*SET EXERCISE 1*: Reproduce the rows below verbatim, from the line containing "target: truck's front wheel" through the line containing "POLYGON ((68 216, 79", both included.

*PROVIDED PASSAGE*:
☆ ☆ ☆ ☆ ☆
Back in Stratford, Col. Delamere laid out the Delamere subdivision in 1920 on his 55-acre chicken farm, but it wasn't until well after the Second World War that the area started to develop. At the reorganization of the Perth Regiment in 1930, Col. Delamere held the appointment of second-in-command in the original slate of officers. In 1938 he left Stratford to go to the army ordinance depot at the Petawawa military camp, where he was employed as a civilian expert until his death at the age of 63, in 1945. He died in Pembroke, Ont., where he lived the last seven years of his life.
☆ ☆ ☆ ☆ ☆
*EXERCISE INPUTS*:
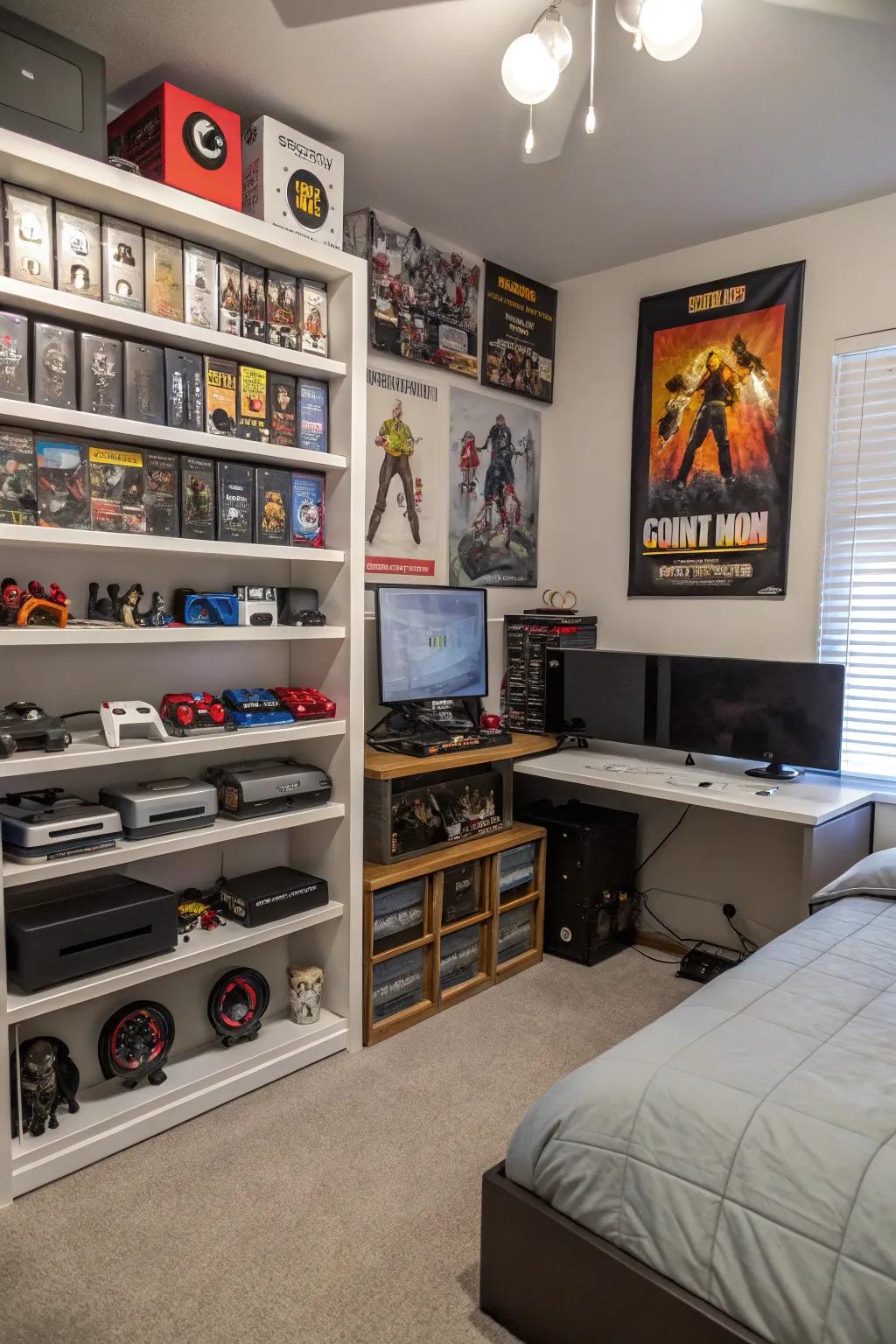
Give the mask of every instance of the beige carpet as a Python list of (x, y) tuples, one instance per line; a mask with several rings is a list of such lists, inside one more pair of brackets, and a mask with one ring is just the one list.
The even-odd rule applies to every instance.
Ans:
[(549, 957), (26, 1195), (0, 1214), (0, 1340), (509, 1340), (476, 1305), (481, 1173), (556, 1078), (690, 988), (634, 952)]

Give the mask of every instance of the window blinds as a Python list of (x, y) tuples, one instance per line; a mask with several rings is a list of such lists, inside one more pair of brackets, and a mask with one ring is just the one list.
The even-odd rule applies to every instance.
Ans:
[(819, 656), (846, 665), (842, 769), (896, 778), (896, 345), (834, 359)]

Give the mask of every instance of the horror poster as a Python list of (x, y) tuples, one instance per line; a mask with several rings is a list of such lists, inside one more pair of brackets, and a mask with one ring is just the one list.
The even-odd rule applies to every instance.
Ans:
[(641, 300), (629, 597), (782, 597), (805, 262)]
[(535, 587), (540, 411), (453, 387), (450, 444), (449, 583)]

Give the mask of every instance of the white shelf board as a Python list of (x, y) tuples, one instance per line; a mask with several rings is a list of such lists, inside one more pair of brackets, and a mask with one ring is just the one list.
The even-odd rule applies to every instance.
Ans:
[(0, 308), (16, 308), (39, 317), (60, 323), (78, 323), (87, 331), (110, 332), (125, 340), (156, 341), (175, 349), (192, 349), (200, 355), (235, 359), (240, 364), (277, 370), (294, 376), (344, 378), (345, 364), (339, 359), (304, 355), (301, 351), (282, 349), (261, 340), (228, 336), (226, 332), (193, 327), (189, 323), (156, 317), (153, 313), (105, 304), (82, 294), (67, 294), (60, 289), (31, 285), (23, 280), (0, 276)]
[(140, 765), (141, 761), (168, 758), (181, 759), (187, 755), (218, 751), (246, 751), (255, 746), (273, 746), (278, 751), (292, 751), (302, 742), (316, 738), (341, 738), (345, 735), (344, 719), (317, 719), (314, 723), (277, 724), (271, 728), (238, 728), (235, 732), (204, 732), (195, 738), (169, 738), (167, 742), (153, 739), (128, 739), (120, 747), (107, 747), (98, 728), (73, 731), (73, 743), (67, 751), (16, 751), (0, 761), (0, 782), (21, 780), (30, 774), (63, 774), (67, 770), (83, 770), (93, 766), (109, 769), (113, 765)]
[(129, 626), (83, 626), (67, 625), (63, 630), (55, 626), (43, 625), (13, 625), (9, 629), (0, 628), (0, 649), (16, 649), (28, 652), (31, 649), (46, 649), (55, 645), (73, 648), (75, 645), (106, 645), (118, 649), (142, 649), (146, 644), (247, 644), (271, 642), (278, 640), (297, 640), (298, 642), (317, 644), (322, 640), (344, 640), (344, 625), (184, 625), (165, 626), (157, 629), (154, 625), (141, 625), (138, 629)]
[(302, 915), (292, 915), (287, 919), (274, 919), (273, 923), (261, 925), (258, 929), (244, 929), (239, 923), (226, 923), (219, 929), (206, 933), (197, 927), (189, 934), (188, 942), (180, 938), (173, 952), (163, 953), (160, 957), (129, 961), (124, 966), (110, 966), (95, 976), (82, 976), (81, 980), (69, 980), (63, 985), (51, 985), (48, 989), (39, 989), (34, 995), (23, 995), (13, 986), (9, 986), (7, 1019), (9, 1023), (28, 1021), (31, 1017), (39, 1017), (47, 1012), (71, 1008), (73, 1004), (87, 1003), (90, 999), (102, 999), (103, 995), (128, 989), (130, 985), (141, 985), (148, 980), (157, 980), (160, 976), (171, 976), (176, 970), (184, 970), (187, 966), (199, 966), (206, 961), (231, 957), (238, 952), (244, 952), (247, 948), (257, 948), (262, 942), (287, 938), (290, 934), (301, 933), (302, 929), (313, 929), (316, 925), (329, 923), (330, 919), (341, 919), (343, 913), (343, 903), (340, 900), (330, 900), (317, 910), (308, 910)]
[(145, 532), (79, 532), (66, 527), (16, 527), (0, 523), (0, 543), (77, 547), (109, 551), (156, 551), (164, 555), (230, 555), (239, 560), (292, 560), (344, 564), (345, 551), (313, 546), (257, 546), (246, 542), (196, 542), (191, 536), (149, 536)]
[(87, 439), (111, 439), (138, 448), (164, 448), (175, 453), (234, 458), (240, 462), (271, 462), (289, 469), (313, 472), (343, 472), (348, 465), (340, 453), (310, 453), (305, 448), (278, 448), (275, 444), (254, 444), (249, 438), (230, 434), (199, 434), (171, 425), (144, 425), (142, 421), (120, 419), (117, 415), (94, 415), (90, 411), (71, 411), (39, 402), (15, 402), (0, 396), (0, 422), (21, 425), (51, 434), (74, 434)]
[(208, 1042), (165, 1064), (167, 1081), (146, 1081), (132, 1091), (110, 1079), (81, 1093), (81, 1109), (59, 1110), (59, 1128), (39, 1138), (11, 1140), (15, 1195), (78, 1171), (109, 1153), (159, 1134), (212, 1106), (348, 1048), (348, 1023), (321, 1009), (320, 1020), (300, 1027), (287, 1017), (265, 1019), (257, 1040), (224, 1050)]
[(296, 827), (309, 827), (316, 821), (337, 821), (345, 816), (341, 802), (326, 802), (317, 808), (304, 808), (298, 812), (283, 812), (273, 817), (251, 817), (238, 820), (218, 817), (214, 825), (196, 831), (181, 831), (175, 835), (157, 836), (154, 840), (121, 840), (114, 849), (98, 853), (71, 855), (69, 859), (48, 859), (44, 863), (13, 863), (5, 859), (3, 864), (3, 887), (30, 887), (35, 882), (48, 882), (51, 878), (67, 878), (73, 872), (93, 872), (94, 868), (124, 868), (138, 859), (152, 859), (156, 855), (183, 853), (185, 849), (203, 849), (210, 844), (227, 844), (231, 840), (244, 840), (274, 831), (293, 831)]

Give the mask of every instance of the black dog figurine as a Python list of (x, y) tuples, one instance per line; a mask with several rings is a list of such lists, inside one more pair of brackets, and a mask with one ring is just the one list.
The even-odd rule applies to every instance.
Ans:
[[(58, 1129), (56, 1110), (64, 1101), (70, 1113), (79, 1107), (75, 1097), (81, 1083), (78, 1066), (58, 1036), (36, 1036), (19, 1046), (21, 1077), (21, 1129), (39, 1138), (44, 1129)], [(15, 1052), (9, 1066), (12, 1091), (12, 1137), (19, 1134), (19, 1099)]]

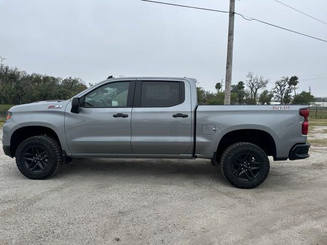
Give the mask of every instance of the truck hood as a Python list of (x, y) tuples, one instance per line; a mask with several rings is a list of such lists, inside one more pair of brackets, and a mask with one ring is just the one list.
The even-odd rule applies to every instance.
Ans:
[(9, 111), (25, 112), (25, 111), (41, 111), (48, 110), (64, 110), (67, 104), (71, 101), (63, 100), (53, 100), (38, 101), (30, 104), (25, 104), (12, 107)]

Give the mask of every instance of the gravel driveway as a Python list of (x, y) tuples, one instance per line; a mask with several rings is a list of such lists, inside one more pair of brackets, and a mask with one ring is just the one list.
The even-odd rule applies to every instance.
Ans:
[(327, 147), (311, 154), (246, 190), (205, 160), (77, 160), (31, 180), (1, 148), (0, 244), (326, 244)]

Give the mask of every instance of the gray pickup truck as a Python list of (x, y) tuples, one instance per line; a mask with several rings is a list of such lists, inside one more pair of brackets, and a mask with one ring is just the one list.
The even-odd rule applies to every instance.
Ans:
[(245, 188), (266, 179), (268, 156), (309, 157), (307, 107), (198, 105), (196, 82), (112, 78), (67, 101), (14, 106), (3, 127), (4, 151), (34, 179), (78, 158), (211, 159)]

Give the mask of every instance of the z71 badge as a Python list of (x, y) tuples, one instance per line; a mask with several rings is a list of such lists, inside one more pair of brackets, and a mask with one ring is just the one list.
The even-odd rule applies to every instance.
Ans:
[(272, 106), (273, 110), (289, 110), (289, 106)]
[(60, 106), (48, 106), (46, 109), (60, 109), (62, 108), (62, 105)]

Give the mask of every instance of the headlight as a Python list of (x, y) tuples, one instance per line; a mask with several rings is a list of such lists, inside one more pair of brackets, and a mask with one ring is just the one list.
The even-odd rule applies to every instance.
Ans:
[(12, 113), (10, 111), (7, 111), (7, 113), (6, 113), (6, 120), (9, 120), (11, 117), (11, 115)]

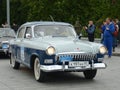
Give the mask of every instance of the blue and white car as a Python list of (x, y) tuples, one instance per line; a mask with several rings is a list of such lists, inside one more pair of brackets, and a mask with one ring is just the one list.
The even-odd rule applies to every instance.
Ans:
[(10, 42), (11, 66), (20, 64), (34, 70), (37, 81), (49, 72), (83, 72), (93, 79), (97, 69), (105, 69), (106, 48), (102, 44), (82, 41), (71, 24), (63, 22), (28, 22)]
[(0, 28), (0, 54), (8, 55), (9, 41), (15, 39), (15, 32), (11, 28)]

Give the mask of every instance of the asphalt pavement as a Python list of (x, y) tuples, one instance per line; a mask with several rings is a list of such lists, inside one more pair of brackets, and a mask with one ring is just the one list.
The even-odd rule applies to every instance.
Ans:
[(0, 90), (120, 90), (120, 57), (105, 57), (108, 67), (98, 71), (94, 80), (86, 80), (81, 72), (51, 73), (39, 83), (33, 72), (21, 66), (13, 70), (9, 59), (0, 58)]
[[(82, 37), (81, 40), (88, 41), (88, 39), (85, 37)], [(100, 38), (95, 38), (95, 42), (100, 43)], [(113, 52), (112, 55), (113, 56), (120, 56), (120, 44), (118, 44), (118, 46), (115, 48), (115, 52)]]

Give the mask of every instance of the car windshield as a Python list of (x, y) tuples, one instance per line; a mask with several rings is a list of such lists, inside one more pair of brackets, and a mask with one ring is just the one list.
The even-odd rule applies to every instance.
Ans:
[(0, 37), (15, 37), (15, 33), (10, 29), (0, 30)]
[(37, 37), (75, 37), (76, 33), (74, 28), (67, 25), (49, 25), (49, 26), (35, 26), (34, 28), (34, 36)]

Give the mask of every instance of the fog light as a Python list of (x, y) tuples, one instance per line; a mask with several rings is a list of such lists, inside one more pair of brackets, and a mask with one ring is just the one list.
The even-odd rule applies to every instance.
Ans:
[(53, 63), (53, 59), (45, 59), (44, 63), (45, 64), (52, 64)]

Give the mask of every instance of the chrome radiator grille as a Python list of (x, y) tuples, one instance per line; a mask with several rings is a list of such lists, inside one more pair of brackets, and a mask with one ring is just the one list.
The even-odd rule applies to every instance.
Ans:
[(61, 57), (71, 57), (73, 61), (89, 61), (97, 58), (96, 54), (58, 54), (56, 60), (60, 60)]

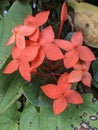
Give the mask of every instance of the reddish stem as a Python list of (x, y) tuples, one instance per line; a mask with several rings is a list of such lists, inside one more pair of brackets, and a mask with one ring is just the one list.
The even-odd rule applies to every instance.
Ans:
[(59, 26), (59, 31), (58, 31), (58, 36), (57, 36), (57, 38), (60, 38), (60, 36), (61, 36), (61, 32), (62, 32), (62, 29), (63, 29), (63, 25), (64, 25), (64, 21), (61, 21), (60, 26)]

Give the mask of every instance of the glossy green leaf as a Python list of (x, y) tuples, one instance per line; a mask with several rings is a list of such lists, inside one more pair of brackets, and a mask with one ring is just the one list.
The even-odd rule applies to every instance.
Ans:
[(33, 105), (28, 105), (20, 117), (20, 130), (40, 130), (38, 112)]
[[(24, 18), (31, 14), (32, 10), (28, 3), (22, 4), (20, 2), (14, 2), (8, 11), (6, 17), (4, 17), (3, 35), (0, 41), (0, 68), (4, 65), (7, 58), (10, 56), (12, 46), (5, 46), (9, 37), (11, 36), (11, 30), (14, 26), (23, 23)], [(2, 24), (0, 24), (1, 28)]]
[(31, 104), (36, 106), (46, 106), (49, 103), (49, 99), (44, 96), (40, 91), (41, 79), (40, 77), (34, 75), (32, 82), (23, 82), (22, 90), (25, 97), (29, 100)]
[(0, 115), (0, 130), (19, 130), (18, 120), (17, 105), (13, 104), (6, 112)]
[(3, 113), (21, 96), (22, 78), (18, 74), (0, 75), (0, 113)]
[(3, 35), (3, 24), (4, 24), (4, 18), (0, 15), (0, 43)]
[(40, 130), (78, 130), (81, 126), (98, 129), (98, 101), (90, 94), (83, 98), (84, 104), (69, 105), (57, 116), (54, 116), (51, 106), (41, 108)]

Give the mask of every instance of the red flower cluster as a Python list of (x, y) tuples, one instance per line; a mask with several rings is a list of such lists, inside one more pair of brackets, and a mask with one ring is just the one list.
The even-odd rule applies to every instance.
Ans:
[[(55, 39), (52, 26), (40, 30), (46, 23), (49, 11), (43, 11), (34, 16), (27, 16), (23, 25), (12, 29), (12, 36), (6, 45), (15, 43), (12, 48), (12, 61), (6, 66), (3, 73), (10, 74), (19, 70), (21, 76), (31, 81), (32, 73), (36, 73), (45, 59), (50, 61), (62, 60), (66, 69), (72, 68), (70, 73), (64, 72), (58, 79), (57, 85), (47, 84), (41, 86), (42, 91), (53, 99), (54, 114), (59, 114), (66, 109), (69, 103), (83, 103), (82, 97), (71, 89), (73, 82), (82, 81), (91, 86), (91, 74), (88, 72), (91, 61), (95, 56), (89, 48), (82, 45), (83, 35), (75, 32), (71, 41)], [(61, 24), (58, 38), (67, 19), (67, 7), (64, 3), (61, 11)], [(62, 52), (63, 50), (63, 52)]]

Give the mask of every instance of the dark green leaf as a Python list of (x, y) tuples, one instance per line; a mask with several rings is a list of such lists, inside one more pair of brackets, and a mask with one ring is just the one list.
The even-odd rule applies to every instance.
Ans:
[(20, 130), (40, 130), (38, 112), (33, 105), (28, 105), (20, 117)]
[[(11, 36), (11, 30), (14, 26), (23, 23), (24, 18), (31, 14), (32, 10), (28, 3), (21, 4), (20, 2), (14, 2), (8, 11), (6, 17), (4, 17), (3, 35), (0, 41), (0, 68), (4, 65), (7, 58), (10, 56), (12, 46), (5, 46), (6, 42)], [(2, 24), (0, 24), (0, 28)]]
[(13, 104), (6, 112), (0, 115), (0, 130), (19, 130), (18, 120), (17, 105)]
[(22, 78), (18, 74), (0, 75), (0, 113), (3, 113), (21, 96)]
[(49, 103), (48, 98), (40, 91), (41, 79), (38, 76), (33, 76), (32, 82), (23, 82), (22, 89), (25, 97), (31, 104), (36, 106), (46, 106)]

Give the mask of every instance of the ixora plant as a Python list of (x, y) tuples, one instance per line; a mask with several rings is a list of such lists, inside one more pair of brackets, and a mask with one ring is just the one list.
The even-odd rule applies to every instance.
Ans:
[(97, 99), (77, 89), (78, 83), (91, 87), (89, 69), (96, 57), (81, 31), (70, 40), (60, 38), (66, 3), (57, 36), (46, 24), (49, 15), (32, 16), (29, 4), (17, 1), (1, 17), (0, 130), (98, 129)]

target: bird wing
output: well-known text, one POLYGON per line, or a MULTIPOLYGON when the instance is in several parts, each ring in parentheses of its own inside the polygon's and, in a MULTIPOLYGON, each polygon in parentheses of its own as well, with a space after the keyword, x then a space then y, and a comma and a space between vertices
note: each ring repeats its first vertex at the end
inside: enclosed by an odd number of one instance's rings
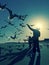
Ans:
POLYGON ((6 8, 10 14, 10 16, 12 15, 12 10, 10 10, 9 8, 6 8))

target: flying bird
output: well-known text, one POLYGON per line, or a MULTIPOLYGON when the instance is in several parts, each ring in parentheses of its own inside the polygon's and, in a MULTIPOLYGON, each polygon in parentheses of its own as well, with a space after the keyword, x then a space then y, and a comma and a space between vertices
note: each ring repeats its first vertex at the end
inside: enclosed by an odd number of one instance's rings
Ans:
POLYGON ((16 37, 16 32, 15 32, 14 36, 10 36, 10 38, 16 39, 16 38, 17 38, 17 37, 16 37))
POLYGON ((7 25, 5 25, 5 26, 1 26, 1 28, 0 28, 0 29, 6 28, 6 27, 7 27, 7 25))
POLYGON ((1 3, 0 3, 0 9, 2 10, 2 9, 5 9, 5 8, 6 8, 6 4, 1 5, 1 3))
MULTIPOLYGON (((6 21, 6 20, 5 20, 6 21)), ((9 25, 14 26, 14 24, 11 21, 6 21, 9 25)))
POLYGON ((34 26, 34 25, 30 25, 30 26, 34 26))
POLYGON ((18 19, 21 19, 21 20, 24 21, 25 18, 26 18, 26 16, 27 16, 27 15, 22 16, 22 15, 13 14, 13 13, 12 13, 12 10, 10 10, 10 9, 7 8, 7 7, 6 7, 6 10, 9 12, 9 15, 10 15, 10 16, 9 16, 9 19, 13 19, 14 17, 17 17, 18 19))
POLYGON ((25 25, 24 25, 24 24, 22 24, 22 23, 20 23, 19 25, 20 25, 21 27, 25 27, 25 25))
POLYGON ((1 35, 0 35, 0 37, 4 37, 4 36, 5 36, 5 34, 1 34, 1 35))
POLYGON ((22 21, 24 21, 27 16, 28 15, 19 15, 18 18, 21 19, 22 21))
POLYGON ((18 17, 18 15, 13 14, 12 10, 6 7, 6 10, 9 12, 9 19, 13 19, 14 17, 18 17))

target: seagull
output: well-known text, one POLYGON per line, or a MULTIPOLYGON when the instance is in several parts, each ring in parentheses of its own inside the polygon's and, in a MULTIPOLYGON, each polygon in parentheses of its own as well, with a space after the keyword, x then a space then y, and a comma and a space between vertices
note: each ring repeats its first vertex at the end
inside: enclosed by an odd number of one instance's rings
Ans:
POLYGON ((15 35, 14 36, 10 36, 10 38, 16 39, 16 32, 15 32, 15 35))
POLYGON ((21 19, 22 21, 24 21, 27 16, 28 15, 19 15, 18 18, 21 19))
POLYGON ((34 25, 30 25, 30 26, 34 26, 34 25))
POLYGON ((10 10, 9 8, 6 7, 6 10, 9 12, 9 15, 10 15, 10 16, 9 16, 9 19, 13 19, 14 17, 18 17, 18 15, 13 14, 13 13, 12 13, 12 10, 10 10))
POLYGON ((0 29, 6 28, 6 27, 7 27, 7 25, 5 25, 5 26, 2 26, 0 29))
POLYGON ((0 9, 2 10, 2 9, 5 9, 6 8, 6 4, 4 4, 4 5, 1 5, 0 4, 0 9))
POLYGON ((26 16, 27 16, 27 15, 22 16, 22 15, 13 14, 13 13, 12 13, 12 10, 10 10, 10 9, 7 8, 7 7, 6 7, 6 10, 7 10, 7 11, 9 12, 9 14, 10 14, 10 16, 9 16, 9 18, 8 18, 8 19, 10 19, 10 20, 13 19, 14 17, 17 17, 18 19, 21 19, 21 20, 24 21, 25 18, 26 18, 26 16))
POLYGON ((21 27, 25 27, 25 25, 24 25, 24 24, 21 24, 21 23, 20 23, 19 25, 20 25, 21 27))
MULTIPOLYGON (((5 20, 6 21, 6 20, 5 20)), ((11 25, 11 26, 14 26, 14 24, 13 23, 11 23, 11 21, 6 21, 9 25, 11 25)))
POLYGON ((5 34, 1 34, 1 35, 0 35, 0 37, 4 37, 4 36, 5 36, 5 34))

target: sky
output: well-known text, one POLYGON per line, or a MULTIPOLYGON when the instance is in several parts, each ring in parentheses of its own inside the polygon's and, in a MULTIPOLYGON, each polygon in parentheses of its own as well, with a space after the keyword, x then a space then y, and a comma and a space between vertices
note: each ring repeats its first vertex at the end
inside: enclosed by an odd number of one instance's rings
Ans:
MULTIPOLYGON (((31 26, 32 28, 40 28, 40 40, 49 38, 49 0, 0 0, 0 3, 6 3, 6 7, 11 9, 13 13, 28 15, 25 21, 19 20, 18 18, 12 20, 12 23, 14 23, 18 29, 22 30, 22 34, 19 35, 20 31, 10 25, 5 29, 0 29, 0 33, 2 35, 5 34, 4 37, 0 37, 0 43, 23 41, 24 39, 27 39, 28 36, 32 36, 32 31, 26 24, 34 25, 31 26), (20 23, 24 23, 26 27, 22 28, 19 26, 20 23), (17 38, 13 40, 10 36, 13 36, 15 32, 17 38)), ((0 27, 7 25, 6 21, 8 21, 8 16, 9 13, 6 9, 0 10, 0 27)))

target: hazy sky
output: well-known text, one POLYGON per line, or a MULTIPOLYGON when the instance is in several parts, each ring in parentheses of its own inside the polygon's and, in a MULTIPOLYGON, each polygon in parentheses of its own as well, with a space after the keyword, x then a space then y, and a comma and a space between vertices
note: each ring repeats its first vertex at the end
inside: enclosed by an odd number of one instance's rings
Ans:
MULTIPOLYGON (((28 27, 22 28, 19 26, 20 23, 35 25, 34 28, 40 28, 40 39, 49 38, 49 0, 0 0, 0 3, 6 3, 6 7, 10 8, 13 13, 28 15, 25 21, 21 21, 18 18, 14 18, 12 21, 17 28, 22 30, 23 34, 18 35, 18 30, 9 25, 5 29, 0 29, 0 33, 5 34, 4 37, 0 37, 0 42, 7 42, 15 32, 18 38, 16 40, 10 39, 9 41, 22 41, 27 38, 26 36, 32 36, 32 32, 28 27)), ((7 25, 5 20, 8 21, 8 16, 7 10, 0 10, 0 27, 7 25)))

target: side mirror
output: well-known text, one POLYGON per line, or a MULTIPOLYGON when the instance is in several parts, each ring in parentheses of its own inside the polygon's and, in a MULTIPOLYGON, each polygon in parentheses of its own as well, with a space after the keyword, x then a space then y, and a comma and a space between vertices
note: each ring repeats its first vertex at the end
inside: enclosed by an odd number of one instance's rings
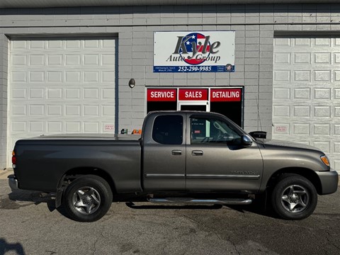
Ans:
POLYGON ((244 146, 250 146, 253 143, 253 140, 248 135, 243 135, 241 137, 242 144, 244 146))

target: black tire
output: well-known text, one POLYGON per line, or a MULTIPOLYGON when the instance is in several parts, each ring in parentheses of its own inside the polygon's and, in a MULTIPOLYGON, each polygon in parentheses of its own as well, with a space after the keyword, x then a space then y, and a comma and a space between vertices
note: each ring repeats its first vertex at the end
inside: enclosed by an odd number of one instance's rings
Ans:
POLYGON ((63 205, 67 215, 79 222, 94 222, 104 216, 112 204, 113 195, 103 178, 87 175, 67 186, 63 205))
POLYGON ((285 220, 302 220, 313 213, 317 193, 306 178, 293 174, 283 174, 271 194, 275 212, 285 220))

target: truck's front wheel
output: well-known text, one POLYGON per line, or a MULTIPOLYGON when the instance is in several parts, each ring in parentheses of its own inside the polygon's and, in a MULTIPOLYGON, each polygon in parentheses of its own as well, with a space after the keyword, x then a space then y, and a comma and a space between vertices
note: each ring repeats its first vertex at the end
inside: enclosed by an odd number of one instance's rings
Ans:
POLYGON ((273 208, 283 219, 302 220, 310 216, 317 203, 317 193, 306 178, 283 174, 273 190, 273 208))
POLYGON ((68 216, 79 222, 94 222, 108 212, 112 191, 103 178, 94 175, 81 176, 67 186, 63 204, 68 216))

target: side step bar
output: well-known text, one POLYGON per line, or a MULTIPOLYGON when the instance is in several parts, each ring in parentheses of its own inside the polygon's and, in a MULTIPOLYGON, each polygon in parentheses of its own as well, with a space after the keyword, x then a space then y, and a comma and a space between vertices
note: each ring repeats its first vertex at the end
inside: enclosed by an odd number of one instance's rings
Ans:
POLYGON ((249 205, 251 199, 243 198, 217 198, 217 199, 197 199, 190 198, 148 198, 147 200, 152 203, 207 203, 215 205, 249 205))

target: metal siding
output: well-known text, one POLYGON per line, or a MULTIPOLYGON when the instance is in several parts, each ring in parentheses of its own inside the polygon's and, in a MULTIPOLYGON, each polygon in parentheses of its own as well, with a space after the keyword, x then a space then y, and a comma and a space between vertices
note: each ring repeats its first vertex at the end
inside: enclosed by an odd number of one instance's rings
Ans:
☆ ☆ ☆ ☆ ☆
*SET EXERCISE 2*: Copy the passage about Col. Delamere from "Back in Stratford, Col." through "of his life.", putting "dairy farm" wherever "chicken farm" occurs.

*SOLUTION 1*:
target: truck's front wheel
output: well-known text, one POLYGON per line, or a MULTIPOLYGON when the instance is in several parts, each ring in parentheses of its own inside the polygon's and, in a MULTIPOLYGON, each polygon in parentheses of its own as well, with a space after the keyword, x then a space then y, and a comma and a space between vertices
note: each ring repeats its first vertex at the end
inside: enclosed by an odd number of one instance's rings
Ans:
POLYGON ((273 208, 283 219, 302 220, 310 216, 317 203, 317 193, 306 178, 283 174, 273 190, 273 208))
POLYGON ((68 216, 79 222, 94 222, 108 212, 112 191, 103 178, 94 175, 81 176, 67 186, 63 204, 68 216))

*SOLUTION 2*:
Back in Stratford, Col. Delamere laid out the Delamere subdivision in 1920 on his 55-acre dairy farm, but it wasn't until well after the Second World War that the area started to develop. At the reorganization of the Perth Regiment in 1930, Col. Delamere held the appointment of second-in-command in the original slate of officers. In 1938 he left Stratford to go to the army ordinance depot at the Petawawa military camp, where he was employed as a civilian expert until his death at the age of 63, in 1945. He died in Pembroke, Ont., where he lived the last seven years of his life.